> _What you have to do_:
Set down each line of the data exactly, but not the pictures.

> _Exercise data_:
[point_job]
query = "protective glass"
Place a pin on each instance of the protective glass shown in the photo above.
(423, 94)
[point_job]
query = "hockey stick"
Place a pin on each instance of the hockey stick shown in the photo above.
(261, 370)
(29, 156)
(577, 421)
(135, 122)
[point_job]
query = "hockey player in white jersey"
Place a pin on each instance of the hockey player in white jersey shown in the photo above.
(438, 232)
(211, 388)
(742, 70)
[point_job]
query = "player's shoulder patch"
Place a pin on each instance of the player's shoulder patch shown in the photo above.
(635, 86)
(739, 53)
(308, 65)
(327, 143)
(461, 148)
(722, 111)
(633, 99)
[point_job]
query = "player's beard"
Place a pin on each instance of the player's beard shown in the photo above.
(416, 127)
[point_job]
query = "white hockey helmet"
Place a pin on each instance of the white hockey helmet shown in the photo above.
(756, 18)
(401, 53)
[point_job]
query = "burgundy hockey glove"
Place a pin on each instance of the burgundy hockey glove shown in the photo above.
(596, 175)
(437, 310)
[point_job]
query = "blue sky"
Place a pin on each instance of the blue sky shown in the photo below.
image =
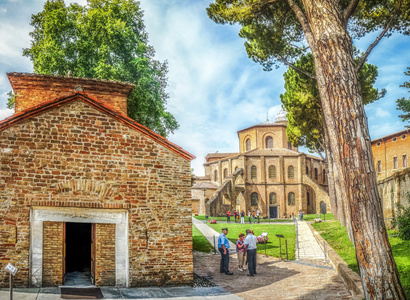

> _Solution to this task_:
[point_job]
query = "protective glass"
Place a pin on each instance of the protective glass shown in the photo above.
(423, 94)
[point_job]
query = "hockey stick"
Place a pin on each instance of the hockey stick shown in the photo above.
(261, 370)
(29, 156)
(577, 421)
(135, 122)
[point_job]
query = "hockey player in white jersey"
Place a pin on each instance of the hockey player in white jersey shown in the photo above.
(438, 232)
(211, 388)
(742, 70)
[point_job]
query = "player's shoulder patch"
Place a pin on each instance of the player's shoulder patch shown in the photo above.
(635, 86)
(739, 53)
(308, 65)
(327, 143)
(461, 148)
(722, 111)
(633, 99)
[point_job]
query = "player's beard"
Place a pin on each instance of the player's beard shown in the photo above.
(416, 127)
[point_job]
query = "white hockey helmet"
Place a pin on each instance of the white hockey helmet shown in the photo above.
(756, 18)
(401, 53)
[point_job]
query = "burgundy hockey glove"
Place a pin on each instance of the burgundy hockey glove shown in the photo above.
(596, 175)
(437, 310)
[point_job]
query = "blue sky"
Place a pin on each instance of the blue sky shown in the photo below.
image =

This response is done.